## EXERCISE BRIEF
In the patch email, what does tdx_gmem_post_populate() use when src_page is NULL?

--- PASSAGE TO READ ---

On Thu, Jun 18, 2026 at 05:32:00PM -0700, Ackerley Tng via B4 Relay wrote:
> From: Ackerley Tng <ackerleytng@google.com>
> 
> Update tdx_gmem_post_populate() to handle cases where a source page is
> not explicitly provided. Instead of returning -EOPNOTSUPP when src_page
> is NULL, default to using the page associated with the destination PFN.
> 
> This change allows for in-place memory conversion where the data is
> already present in the target PFN, ensuring the TDX module has a valid
> source page reference for the TDH.MEM.PAGE.ADD operation.
> 
> Signed-off-by: Ackerley Tng <ackerleytng@google.com>
> Signed-off-by: Sean Christopherson <seanjc@google.com>
> ---
>  Documentation/virt/kvm/x86/intel-tdx.rst |  4 ++++
>  arch/x86/kvm/vmx/tdx.c                   | 11 ++++++++---
>  2 files changed, 12 insertions(+), 3 deletions(-)

--- DATA LINES ---

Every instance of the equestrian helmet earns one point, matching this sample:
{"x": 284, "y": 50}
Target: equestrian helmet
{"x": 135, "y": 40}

---

## RESULT OF THE TASK
The page associated with the destination PFN.